What is needed:
Rewrite the listing from its first line through the line containing "256 65 L 256", changing each "instance" to "object" and keeping everything else unchanged.

[Region outline entries]
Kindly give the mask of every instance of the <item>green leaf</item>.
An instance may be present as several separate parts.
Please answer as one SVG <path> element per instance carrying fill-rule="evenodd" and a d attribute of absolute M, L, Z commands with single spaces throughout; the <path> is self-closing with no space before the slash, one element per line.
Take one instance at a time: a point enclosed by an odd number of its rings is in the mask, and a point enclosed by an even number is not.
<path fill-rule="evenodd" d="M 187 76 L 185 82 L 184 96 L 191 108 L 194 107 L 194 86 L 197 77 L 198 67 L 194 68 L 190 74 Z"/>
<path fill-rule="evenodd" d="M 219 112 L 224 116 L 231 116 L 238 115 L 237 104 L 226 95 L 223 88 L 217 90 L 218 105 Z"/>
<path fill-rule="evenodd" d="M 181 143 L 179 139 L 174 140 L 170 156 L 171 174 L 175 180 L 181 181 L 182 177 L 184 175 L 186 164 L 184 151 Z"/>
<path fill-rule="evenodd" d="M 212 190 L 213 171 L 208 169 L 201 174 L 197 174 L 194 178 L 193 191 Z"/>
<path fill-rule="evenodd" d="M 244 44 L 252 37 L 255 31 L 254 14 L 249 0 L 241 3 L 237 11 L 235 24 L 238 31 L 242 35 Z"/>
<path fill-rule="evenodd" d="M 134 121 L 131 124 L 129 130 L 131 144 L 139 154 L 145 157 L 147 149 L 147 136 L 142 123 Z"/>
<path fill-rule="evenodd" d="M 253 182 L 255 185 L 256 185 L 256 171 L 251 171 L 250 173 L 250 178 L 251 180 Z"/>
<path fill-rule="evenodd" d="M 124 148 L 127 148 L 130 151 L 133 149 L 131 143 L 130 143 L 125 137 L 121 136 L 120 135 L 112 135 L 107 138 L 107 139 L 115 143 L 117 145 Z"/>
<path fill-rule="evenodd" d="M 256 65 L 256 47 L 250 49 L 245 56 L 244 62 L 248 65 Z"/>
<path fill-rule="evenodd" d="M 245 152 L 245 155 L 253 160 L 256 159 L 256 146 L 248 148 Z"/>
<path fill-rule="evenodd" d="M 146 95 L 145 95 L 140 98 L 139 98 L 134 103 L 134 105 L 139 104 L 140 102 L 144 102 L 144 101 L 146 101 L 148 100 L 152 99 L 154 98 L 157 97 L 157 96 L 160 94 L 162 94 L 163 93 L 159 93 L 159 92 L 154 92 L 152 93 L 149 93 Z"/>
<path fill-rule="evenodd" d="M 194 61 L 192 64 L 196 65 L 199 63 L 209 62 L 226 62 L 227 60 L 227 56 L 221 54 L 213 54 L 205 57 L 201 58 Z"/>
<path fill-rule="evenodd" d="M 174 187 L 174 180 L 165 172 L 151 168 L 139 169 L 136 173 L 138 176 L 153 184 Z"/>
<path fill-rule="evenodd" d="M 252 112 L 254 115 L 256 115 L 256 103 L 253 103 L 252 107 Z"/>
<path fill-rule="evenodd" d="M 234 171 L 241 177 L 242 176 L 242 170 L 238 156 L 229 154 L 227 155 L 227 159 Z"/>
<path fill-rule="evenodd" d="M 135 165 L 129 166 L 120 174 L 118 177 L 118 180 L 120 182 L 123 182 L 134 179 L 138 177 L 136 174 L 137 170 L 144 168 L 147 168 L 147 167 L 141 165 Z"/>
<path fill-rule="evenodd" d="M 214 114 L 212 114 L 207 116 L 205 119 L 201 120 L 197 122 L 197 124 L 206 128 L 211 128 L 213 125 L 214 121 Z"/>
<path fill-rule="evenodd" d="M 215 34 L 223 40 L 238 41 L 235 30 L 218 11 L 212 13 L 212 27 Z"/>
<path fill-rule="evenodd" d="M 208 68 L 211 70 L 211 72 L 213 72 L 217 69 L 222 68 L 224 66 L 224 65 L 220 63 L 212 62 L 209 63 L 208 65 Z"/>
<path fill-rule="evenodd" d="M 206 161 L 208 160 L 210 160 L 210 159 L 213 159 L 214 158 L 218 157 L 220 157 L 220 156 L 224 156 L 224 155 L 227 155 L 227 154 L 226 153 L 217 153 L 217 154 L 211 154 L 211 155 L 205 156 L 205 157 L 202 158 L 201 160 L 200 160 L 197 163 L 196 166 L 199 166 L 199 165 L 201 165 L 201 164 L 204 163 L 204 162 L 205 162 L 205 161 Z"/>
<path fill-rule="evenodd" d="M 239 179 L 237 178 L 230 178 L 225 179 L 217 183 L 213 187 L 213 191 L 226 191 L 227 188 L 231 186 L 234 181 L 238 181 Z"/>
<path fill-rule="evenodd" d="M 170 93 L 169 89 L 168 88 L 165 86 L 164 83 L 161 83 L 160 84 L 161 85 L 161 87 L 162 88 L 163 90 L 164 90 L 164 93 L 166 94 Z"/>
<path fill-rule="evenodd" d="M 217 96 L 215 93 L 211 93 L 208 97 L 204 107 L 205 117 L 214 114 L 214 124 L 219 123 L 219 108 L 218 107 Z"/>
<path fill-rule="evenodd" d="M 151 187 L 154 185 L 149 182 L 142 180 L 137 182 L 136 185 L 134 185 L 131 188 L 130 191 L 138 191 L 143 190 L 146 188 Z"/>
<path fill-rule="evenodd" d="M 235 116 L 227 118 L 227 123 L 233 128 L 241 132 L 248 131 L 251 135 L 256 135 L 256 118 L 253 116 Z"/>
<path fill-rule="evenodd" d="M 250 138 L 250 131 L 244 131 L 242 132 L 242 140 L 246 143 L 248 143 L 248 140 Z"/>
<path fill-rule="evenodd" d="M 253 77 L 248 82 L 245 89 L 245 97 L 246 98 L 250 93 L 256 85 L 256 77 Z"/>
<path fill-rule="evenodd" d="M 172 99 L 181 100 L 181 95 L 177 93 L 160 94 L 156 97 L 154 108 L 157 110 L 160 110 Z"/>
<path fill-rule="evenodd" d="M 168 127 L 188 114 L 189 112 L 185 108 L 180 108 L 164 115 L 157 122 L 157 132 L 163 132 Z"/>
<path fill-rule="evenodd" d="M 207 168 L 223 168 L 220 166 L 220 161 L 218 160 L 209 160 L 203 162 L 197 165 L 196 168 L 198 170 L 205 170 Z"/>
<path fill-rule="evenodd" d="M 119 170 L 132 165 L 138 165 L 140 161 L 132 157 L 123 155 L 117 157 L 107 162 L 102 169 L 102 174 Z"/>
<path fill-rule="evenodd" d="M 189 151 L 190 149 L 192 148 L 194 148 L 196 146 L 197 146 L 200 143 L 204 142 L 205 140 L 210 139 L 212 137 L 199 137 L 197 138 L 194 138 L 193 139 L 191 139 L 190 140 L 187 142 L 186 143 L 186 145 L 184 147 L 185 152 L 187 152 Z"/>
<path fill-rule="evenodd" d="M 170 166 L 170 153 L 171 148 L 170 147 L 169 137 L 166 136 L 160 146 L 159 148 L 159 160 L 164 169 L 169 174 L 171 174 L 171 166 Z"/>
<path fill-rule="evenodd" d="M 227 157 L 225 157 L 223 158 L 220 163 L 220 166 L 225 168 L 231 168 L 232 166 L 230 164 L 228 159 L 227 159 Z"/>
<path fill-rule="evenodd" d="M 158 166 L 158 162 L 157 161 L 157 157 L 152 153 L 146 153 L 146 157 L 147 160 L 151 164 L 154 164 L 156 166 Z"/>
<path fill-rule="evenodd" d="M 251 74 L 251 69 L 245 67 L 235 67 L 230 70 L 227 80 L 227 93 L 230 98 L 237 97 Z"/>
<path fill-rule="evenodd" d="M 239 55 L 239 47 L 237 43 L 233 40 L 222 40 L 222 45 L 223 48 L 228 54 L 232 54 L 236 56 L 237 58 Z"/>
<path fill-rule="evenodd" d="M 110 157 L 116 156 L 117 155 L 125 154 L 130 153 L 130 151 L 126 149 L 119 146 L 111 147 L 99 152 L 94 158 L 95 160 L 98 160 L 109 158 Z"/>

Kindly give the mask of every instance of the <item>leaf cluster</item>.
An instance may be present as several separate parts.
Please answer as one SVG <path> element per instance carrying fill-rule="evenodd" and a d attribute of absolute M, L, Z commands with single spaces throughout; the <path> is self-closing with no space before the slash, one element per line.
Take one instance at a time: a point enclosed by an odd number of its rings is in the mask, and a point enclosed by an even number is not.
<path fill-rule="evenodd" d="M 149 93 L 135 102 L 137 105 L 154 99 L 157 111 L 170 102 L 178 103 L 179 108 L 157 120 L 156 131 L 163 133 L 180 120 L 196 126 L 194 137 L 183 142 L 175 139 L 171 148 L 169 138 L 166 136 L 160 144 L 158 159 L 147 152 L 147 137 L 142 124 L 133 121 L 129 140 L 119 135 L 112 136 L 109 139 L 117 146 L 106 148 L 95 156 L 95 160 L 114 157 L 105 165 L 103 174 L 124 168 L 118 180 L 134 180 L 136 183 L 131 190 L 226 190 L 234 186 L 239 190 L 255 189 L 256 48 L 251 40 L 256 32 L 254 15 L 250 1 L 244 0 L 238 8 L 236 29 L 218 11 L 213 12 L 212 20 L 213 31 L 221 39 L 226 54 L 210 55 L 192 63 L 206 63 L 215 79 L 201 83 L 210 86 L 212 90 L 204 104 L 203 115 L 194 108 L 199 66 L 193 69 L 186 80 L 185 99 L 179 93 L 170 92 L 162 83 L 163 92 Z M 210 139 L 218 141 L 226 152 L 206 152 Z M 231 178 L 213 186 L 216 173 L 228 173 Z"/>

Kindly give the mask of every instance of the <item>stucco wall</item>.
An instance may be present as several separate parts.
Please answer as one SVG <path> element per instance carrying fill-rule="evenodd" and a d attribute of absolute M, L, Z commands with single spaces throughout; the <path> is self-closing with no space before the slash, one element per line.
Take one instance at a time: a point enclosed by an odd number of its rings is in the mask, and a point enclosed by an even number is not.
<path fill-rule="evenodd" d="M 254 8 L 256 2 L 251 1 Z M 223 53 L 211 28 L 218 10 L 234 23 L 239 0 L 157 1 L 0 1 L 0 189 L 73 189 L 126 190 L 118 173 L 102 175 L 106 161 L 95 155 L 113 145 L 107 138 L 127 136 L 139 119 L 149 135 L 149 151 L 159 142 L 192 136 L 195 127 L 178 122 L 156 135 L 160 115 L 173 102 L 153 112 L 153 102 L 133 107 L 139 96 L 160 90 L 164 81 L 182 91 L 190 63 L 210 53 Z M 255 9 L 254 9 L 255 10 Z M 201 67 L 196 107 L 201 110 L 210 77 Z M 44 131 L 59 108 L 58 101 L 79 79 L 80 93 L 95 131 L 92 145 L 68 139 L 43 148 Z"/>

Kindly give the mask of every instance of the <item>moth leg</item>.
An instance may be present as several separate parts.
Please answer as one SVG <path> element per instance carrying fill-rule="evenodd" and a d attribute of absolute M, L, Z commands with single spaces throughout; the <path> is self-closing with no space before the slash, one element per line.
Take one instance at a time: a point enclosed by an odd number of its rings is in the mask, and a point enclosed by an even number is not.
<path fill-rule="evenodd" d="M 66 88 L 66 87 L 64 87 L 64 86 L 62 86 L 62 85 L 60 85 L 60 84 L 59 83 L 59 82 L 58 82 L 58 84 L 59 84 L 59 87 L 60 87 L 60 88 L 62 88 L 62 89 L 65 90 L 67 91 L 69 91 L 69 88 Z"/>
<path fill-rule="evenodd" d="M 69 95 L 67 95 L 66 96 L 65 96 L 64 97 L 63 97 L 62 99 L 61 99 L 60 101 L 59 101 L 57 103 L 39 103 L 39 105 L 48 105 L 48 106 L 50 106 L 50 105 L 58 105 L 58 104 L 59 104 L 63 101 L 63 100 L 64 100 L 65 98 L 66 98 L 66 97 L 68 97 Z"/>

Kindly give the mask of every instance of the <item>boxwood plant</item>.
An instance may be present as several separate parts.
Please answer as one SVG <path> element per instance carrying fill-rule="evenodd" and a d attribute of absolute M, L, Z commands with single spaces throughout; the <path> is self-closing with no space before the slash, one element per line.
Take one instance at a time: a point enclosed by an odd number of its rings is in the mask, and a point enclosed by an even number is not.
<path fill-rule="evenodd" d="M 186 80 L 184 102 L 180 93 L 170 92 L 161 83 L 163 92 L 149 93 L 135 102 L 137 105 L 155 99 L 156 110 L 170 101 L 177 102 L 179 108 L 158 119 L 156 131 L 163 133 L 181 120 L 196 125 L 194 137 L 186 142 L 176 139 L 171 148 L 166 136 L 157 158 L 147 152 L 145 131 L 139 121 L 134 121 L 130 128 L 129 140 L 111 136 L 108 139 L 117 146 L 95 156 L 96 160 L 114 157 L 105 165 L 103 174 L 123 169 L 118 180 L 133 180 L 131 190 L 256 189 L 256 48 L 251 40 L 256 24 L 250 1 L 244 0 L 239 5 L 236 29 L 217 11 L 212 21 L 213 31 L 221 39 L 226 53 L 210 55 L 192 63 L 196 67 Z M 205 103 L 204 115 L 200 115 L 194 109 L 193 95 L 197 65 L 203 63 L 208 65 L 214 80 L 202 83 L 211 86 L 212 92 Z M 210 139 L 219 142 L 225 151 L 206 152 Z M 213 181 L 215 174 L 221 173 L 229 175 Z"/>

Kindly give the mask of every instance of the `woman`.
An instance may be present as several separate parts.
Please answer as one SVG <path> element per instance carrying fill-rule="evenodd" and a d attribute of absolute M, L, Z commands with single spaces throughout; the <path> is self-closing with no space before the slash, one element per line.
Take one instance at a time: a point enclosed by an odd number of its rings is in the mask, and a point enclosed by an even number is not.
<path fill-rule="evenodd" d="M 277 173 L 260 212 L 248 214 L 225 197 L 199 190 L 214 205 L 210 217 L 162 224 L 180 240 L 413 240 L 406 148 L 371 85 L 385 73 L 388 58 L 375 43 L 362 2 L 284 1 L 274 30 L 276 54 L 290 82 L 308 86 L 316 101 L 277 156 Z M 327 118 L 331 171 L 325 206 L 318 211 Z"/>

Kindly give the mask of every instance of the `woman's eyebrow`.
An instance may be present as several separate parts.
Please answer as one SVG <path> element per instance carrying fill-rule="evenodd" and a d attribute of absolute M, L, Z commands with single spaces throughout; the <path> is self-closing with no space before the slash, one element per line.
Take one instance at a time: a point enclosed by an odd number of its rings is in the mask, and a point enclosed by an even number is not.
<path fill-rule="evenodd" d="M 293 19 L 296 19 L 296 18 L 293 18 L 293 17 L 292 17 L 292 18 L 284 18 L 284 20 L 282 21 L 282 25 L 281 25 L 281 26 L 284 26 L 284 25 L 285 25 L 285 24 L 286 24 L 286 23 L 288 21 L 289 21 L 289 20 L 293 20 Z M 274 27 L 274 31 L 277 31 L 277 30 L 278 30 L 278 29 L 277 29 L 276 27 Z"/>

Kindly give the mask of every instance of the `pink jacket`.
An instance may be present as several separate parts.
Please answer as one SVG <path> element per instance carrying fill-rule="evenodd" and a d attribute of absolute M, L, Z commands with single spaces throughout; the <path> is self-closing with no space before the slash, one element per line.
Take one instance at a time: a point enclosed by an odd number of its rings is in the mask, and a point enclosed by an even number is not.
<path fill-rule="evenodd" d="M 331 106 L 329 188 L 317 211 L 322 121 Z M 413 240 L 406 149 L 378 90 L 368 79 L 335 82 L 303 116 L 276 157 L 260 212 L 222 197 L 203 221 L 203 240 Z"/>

Response to this exercise:
Kindly give the mask of every object of the <item>green leaf</item>.
An object may be present as several separate parts.
Please answer as one SVG <path> element per object carrying fill-rule="evenodd" and a d attribute of absolute M, L, Z commands with single spaces throughout; the <path> is self-closing with no space before the slash, one element per line.
Take one object at a time: a point enclosed by an odd number of its rings is in the mask, and a point enclosed by an even number is not.
<path fill-rule="evenodd" d="M 187 76 L 185 82 L 184 96 L 191 108 L 194 107 L 194 86 L 197 77 L 198 67 L 194 68 L 190 74 Z"/>
<path fill-rule="evenodd" d="M 219 112 L 224 116 L 231 116 L 238 115 L 237 104 L 226 95 L 223 88 L 217 90 L 218 105 Z"/>
<path fill-rule="evenodd" d="M 181 143 L 179 139 L 174 140 L 170 156 L 171 174 L 175 180 L 181 181 L 182 177 L 184 175 L 186 164 L 184 151 Z"/>
<path fill-rule="evenodd" d="M 212 190 L 213 171 L 208 169 L 201 174 L 197 174 L 194 178 L 193 191 Z"/>
<path fill-rule="evenodd" d="M 244 44 L 252 37 L 255 31 L 254 14 L 249 0 L 241 3 L 237 11 L 235 24 L 238 31 L 242 35 Z"/>
<path fill-rule="evenodd" d="M 134 121 L 131 124 L 129 130 L 131 144 L 139 154 L 145 157 L 147 149 L 147 136 L 142 123 Z"/>
<path fill-rule="evenodd" d="M 253 182 L 255 185 L 256 185 L 256 171 L 251 171 L 250 173 L 250 178 L 251 180 Z"/>
<path fill-rule="evenodd" d="M 124 148 L 127 148 L 130 151 L 133 149 L 131 143 L 130 143 L 125 137 L 121 136 L 120 135 L 112 135 L 107 138 L 107 139 L 115 143 L 117 145 Z"/>
<path fill-rule="evenodd" d="M 256 65 L 256 47 L 250 49 L 245 56 L 244 62 L 248 65 Z"/>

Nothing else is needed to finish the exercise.